Assignment ::
If a line of the records holds the word "rough", copy it out.

Saved entries
———

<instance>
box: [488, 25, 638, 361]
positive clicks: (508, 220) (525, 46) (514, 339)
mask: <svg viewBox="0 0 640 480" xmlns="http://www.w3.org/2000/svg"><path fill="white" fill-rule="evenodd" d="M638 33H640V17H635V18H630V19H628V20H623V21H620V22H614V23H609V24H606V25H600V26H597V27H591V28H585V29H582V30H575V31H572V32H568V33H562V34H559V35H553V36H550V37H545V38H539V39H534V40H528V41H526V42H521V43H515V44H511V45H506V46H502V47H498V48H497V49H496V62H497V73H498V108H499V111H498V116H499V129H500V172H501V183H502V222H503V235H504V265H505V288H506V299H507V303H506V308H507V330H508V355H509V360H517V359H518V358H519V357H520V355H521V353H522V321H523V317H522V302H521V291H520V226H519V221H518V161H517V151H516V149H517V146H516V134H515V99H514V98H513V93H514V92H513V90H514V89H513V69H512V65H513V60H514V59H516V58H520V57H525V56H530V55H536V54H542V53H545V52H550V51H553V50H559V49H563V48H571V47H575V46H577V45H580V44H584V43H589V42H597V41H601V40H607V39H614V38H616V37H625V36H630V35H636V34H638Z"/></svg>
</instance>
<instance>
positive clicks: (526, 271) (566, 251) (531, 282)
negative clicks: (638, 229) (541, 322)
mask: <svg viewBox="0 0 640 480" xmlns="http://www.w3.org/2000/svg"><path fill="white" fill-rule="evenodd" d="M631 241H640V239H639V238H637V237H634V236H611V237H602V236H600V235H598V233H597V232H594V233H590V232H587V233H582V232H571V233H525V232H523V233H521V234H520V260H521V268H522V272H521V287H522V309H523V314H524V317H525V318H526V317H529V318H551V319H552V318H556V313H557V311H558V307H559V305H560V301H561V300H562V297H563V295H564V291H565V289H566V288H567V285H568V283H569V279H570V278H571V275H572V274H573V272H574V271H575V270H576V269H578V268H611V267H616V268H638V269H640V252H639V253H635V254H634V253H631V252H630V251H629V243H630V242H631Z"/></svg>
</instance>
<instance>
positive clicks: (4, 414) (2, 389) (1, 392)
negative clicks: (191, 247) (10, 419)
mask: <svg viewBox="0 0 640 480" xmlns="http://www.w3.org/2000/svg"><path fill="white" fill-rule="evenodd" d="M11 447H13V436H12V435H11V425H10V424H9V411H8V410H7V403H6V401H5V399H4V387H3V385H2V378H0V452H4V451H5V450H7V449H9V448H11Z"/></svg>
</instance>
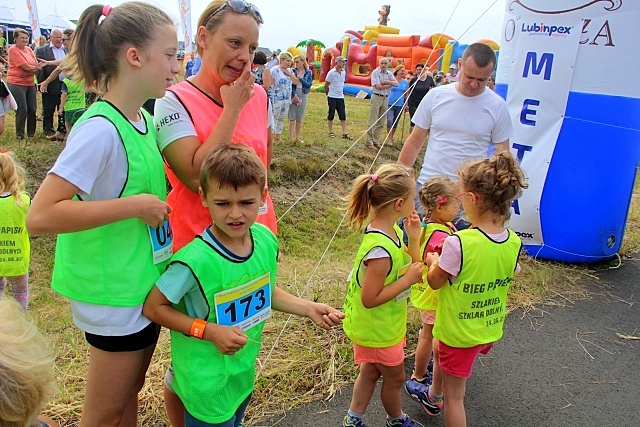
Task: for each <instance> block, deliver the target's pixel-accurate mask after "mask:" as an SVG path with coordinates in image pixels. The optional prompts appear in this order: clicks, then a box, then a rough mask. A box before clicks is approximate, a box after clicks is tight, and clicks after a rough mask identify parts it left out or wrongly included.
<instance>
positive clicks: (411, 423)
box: [386, 415, 423, 427]
mask: <svg viewBox="0 0 640 427" xmlns="http://www.w3.org/2000/svg"><path fill="white" fill-rule="evenodd" d="M386 425H387V427H423V426H422V424H420V423H419V422H416V421H413V420H412V419H411V417H409V416H408V415H405V416H404V418H403V419H401V420H393V421H392V420H390V419H389V416H387V424H386Z"/></svg>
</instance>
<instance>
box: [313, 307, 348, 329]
mask: <svg viewBox="0 0 640 427" xmlns="http://www.w3.org/2000/svg"><path fill="white" fill-rule="evenodd" d="M310 304H311V306H310V307H309V314H308V317H309V319H311V320H313V323H315V324H316V325H318V326H320V327H321V328H322V329H326V330H327V331H328V330H329V329H331V328H332V327H334V326H336V325H339V324H340V323H342V319H344V313H343V312H341V311H339V310H336V309H335V308H333V307H331V306H329V305H327V304H320V303H317V302H312V303H310Z"/></svg>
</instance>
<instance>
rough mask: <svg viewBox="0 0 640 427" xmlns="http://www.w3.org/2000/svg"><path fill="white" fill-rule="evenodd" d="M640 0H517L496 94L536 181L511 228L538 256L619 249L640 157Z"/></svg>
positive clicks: (505, 26) (530, 250) (510, 226)
mask: <svg viewBox="0 0 640 427" xmlns="http://www.w3.org/2000/svg"><path fill="white" fill-rule="evenodd" d="M638 22H640V2H638V1H631V0H592V1H587V0H535V1H534V0H508V1H507V2H506V8H505V18H504V25H503V34H502V43H501V46H500V58H499V61H498V71H497V76H496V80H497V85H496V92H498V93H499V94H501V95H502V96H503V97H504V98H505V99H506V101H507V104H508V106H509V111H510V114H511V119H512V122H513V125H514V132H515V134H514V138H513V139H512V140H511V141H510V142H511V150H512V153H513V154H514V155H515V156H517V158H518V159H519V160H520V162H521V166H522V168H523V170H524V171H525V173H526V174H527V176H528V178H529V188H528V189H527V190H526V191H525V192H524V194H523V196H522V197H521V198H520V199H519V200H517V201H516V202H514V204H513V209H512V215H511V220H510V224H509V226H510V227H511V228H512V229H513V230H514V231H515V232H517V233H518V234H519V235H520V237H521V238H522V240H523V242H524V243H525V247H526V248H527V250H528V251H529V253H530V254H531V255H534V256H539V257H542V258H550V259H557V260H562V261H570V262H576V261H577V262H590V261H598V260H603V259H608V258H611V257H613V256H615V255H616V253H617V252H618V250H619V248H620V245H621V243H622V237H623V235H624V228H625V223H626V219H627V213H628V210H629V206H630V200H631V195H632V192H633V185H634V180H635V172H636V168H637V165H638V162H639V160H640V114H639V111H640V85H638V84H636V83H635V81H636V79H635V76H634V75H633V74H634V73H635V70H637V65H638V64H637V63H638V62H639V61H640V60H638V59H637V57H636V55H634V54H633V52H635V51H636V47H637V44H638V40H640V30H639V28H638V25H637V23H638Z"/></svg>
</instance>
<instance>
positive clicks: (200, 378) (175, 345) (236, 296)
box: [144, 144, 344, 427]
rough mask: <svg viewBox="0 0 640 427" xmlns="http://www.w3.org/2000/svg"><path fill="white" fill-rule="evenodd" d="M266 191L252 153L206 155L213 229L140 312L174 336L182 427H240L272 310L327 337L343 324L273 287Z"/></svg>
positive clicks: (203, 170)
mask: <svg viewBox="0 0 640 427" xmlns="http://www.w3.org/2000/svg"><path fill="white" fill-rule="evenodd" d="M265 184H266V170H265V167H264V165H263V163H262V162H261V161H260V158H259V157H258V156H257V155H256V154H255V152H254V151H253V150H252V149H251V148H249V147H247V146H245V145H242V144H237V145H229V144H221V145H217V146H216V147H215V148H214V149H212V150H211V151H210V153H209V154H208V155H207V158H206V159H205V160H204V162H203V164H202V168H201V172H200V188H199V189H198V192H199V193H200V199H201V202H202V205H203V206H205V207H207V208H208V209H209V212H210V214H211V219H212V220H213V224H212V225H211V226H210V227H208V228H206V229H205V230H203V232H202V234H201V235H199V236H197V237H196V238H195V239H194V240H193V241H192V242H191V243H189V244H187V246H185V247H183V248H182V249H180V250H179V251H178V252H177V253H176V254H175V255H174V257H173V258H172V261H171V263H170V264H169V267H168V268H167V271H166V272H165V273H164V274H163V275H162V276H161V277H160V278H159V279H158V280H157V281H156V285H155V286H154V287H153V289H152V290H151V292H150V293H149V295H148V296H147V299H146V301H145V304H144V314H145V315H146V316H147V317H149V318H150V319H152V320H153V321H155V322H157V323H158V324H160V325H162V326H166V327H168V328H170V329H171V357H172V364H173V370H174V372H175V379H174V381H173V384H172V386H173V390H174V391H175V392H176V393H177V394H178V395H179V396H180V399H181V400H182V402H183V403H184V406H185V413H184V416H185V425H186V426H187V427H189V426H225V427H226V426H229V427H232V426H239V425H240V423H241V421H242V417H243V415H244V412H245V410H246V408H247V405H248V404H249V400H250V399H251V393H252V392H253V387H254V380H255V362H256V358H257V357H258V352H259V350H260V344H261V342H262V328H263V327H264V323H265V320H266V319H267V318H268V317H270V315H271V310H272V309H273V310H278V311H282V312H285V313H291V314H297V315H299V316H306V317H309V318H310V319H311V320H313V322H314V323H315V324H316V325H318V326H320V327H322V328H324V329H330V328H331V327H332V326H334V325H337V324H339V323H340V319H341V318H342V317H344V315H343V314H342V313H340V312H339V311H337V310H335V309H334V308H332V307H330V306H328V305H326V304H319V303H315V302H311V301H307V300H303V299H301V298H298V297H295V296H293V295H291V294H289V293H287V292H286V291H284V290H282V289H281V288H279V287H277V286H275V285H274V284H275V281H276V274H277V257H278V241H277V239H276V237H275V236H274V235H273V233H271V231H270V230H269V229H268V228H267V227H266V226H264V225H261V224H258V223H256V222H255V221H256V218H257V217H258V210H259V208H260V206H262V205H263V204H264V201H265V197H266V188H265ZM203 319H204V320H203Z"/></svg>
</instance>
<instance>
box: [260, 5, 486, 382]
mask: <svg viewBox="0 0 640 427" xmlns="http://www.w3.org/2000/svg"><path fill="white" fill-rule="evenodd" d="M496 1H497V0H495V1H494V2H493V3H492V4H491V6H489V8H487V10H485V11H484V12H483V13H482V15H480V17H482V16H483V15H484V14H485V13H486V12H487V11H488V10H489V9H490V8H491V7H493V5H494V4H495V3H496ZM459 4H460V0H458V2H457V4H456V7H455V8H454V9H453V11H452V13H451V16H449V19H448V20H447V23H446V24H445V27H444V28H443V30H442V32H441V33H440V37H442V33H444V31H445V29H446V27H447V25H448V24H449V22H450V21H451V19H452V17H453V13H454V12H455V11H456V9H457V8H458V5H459ZM478 19H479V18H478ZM476 22H478V20H477V19H476V20H475V21H474V22H473V23H472V24H471V26H473V25H475V23H476ZM470 28H471V27H469V28H467V30H465V32H464V33H462V35H464V34H465V33H466V32H467V31H469V29H470ZM439 40H440V39H438V41H439ZM440 58H442V55H440V57H438V60H440ZM426 68H427V67H424V68H423V71H422V72H423V73H424V72H425V70H426ZM416 83H417V81H416ZM416 83H414V85H413V86H415V84H416ZM413 86H412V87H413ZM408 90H409V89H407V91H408ZM405 93H406V91H405ZM388 111H389V109H387V112H388ZM383 117H384V118H386V113H385V114H384V115H382V116H381V117H378V120H381V119H382V118H383ZM378 120H376V121H375V122H374V123H373V124H372V125H371V126H369V128H368V129H367V130H366V131H365V132H364V133H363V134H362V135H360V137H359V138H357V139H356V140H355V141H354V142H353V143H352V144H351V145H350V146H349V147H348V148H347V149H346V150H345V152H344V153H342V154H341V155H340V156H339V157H338V158H337V159H336V161H335V162H333V163H332V164H331V166H329V168H328V169H327V170H326V171H325V172H324V173H323V174H322V175H321V176H320V177H319V178H318V179H316V180H315V181H314V182H313V184H311V186H310V187H309V188H308V189H307V190H305V191H304V193H302V195H301V196H300V197H298V199H297V200H296V201H295V202H293V203H292V204H291V206H289V208H288V209H287V210H286V211H285V212H284V213H283V214H282V215H280V217H279V218H278V222H279V221H280V220H282V218H284V217H285V216H286V215H287V214H288V213H289V212H290V211H291V210H292V209H293V208H294V206H296V205H297V204H298V203H299V202H300V201H301V200H302V199H303V198H304V197H305V196H306V195H307V194H308V193H309V192H310V191H311V190H312V189H313V188H314V187H315V186H316V185H317V184H318V183H319V182H320V181H321V180H322V179H323V178H324V177H325V176H326V175H327V174H328V173H329V172H330V171H331V170H332V169H333V168H334V167H335V166H336V165H337V164H338V162H339V161H340V160H342V158H344V157H345V156H346V155H347V153H348V152H349V151H351V149H352V148H353V147H355V146H356V144H357V143H358V142H359V141H361V140H362V138H363V137H364V136H365V135H366V134H367V132H368V131H369V130H370V129H371V128H373V126H375V124H376V123H377V122H378ZM396 120H397V119H396ZM387 139H388V135H387V137H386V138H385V140H384V141H383V144H382V145H381V147H380V149H379V150H378V151H377V153H376V155H375V156H374V158H373V161H372V162H371V165H370V166H369V168H368V169H367V171H366V173H369V172H371V170H372V169H373V165H375V162H376V160H377V159H378V157H379V156H380V153H381V151H382V147H383V146H384V143H385V142H386V141H387ZM347 214H348V212H345V213H344V215H343V216H342V219H341V220H340V223H339V224H338V226H337V227H336V230H335V231H334V233H333V235H332V236H331V239H330V240H329V243H328V244H327V246H326V247H325V249H324V251H323V253H322V255H321V256H320V259H319V260H318V262H317V263H316V266H315V267H314V269H313V271H312V272H311V274H310V275H309V279H308V280H307V283H305V285H304V287H303V288H302V292H300V296H304V295H305V294H306V291H307V289H308V287H309V285H310V283H311V280H312V279H313V277H314V276H315V274H316V272H317V271H318V268H320V265H321V264H322V261H323V260H324V258H325V256H326V254H327V253H328V252H329V248H330V247H331V244H332V243H333V241H334V240H335V238H336V235H337V234H338V231H339V230H340V227H342V224H343V223H344V220H345V218H346V217H347ZM292 318H293V315H292V314H289V316H288V317H287V320H286V321H285V323H284V325H283V326H282V329H281V330H280V332H279V333H278V335H277V336H276V338H275V340H274V342H273V344H272V345H271V349H270V350H269V353H267V356H266V357H265V358H264V361H262V362H260V369H259V370H258V372H256V378H258V377H259V376H260V374H261V373H262V371H263V370H264V367H265V366H266V364H267V362H268V361H269V360H270V358H271V355H272V354H273V351H274V349H275V348H276V346H277V345H278V341H279V340H280V337H281V336H282V334H283V333H284V331H285V330H286V328H287V326H288V324H289V322H290V321H291V319H292Z"/></svg>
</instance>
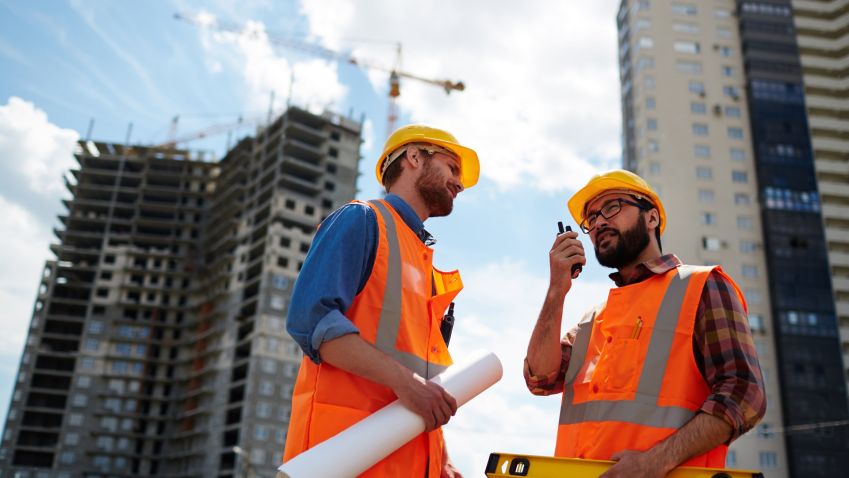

———

Answer to the exercise ::
Task: for each <instance> block, deliver the target's pixel-accurate mask after "mask:" as an SVG path with coordinates in image pixels. The optional prompts appear in this order: clicks, then a box, then a rough mask. A box before clicks is approximate, a box after clicks is tight, and clicks after a rough mask identify parts it left out or wrongly included.
rough mask: <svg viewBox="0 0 640 427" xmlns="http://www.w3.org/2000/svg"><path fill="white" fill-rule="evenodd" d="M640 0H517L496 94L536 181L511 228L538 256L619 249L640 157Z"/></svg>
rough mask: <svg viewBox="0 0 640 427" xmlns="http://www.w3.org/2000/svg"><path fill="white" fill-rule="evenodd" d="M266 191L252 153L206 155L213 229L140 312L174 336L182 427H240L272 310L327 337L343 324L273 287Z"/></svg>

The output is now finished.